• TASK DESCRIPTION
Nothing should be left out. Give all the data again exactly as written.

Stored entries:

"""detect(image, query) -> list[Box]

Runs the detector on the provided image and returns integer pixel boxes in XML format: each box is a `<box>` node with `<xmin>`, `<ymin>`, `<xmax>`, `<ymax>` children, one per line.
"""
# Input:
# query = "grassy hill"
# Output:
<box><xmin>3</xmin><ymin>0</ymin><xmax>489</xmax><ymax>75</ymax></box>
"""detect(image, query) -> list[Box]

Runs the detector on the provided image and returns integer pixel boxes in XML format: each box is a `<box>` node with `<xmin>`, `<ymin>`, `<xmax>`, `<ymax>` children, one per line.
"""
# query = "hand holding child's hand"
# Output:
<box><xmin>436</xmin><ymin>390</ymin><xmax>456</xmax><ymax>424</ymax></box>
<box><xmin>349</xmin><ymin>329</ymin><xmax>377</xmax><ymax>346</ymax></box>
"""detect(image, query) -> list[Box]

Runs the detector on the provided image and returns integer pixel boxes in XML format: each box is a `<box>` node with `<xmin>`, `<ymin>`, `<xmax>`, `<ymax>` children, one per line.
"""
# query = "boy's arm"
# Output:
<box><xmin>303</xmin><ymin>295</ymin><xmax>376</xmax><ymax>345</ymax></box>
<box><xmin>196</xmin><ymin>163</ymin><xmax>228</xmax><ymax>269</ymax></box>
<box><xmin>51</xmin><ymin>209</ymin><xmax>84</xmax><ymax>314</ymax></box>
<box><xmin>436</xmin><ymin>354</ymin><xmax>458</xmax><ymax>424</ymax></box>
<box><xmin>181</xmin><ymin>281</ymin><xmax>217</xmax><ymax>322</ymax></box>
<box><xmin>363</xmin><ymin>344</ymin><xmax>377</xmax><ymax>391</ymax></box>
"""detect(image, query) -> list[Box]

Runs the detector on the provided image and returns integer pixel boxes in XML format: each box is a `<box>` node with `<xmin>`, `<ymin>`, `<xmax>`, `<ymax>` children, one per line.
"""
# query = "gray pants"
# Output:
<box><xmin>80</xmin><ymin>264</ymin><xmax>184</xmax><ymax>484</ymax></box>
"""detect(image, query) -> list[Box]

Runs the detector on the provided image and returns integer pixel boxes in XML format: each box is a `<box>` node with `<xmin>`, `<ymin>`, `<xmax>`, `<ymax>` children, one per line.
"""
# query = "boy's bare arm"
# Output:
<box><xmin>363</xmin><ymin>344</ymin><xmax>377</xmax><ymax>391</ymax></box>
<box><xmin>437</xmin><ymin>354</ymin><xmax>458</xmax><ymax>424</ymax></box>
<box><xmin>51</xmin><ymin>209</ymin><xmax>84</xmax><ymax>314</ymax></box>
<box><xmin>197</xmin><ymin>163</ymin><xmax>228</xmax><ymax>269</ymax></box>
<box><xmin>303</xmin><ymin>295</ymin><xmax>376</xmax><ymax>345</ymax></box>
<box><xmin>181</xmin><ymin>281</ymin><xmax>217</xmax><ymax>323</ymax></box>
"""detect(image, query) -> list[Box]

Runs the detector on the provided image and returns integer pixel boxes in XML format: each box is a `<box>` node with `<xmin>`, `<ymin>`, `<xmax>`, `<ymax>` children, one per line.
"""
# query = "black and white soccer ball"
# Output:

• OUTPUT OF THE EXERCISE
"""detect(image, query) -> list[Box]

Runs the detector on the provided image and returns integer pixel boxes in XML format: each box is a `<box>` node with `<xmin>`, `<ymin>`, `<xmax>`, `<ymax>` children, one per line.
"""
# Input:
# query = "grassy hill"
# Output:
<box><xmin>3</xmin><ymin>0</ymin><xmax>489</xmax><ymax>75</ymax></box>
"""detect(image, query) -> list[Box]

Runs the detector on the provided image and returns integer pixel boxes in XML format: each box is a `<box>` node with `<xmin>`, `<ymin>`, `<xmax>`, `<ymax>` children, one per line.
"""
# query = "hand holding child's hand"
# Output:
<box><xmin>436</xmin><ymin>390</ymin><xmax>456</xmax><ymax>424</ymax></box>
<box><xmin>349</xmin><ymin>329</ymin><xmax>377</xmax><ymax>346</ymax></box>
"""detect(image, query) -> list[Box]

Runs the detector on the provided image and returns integer pixel boxes in XML format: each box is a `<box>` node with `<xmin>`, `<ymin>`, `<xmax>`, `<ymax>` children, one per line.
"""
# query = "boy's arm"
# Output:
<box><xmin>303</xmin><ymin>295</ymin><xmax>376</xmax><ymax>345</ymax></box>
<box><xmin>196</xmin><ymin>163</ymin><xmax>228</xmax><ymax>269</ymax></box>
<box><xmin>51</xmin><ymin>209</ymin><xmax>84</xmax><ymax>314</ymax></box>
<box><xmin>436</xmin><ymin>354</ymin><xmax>458</xmax><ymax>424</ymax></box>
<box><xmin>181</xmin><ymin>281</ymin><xmax>217</xmax><ymax>322</ymax></box>
<box><xmin>363</xmin><ymin>344</ymin><xmax>377</xmax><ymax>391</ymax></box>
"""detect(image, query) -> list[Box]

Runs the detector on the provided image and returns integer pixel boxes in XML format: each box is a `<box>` node with `<xmin>`, `<ymin>`, `<xmax>`, `<ymax>` children, one per line.
"""
# query = "gray pants"
# Output:
<box><xmin>80</xmin><ymin>264</ymin><xmax>184</xmax><ymax>484</ymax></box>
"""detect(image, query) -> list[Box]

Runs the detector on the provided image and returns integer pixel boxes in XML format: each box is a `<box>` node with `<xmin>`, `<ymin>`, `<xmax>`, `<ymax>` children, one per line.
"""
# query = "boy's bare arm"
# Output:
<box><xmin>363</xmin><ymin>344</ymin><xmax>377</xmax><ymax>391</ymax></box>
<box><xmin>437</xmin><ymin>354</ymin><xmax>458</xmax><ymax>424</ymax></box>
<box><xmin>51</xmin><ymin>209</ymin><xmax>84</xmax><ymax>314</ymax></box>
<box><xmin>197</xmin><ymin>163</ymin><xmax>228</xmax><ymax>269</ymax></box>
<box><xmin>303</xmin><ymin>295</ymin><xmax>376</xmax><ymax>345</ymax></box>
<box><xmin>181</xmin><ymin>281</ymin><xmax>217</xmax><ymax>323</ymax></box>
"""detect(image, query) -> list[Box]

Runs the detector on the provided image and returns integer pixel boxes in XML format: each box is a `<box>` node with `<xmin>`, `<ymin>`, `<xmax>`, `<ymax>` children, one per line.
"""
# query = "black and white soccer ball"
# Output:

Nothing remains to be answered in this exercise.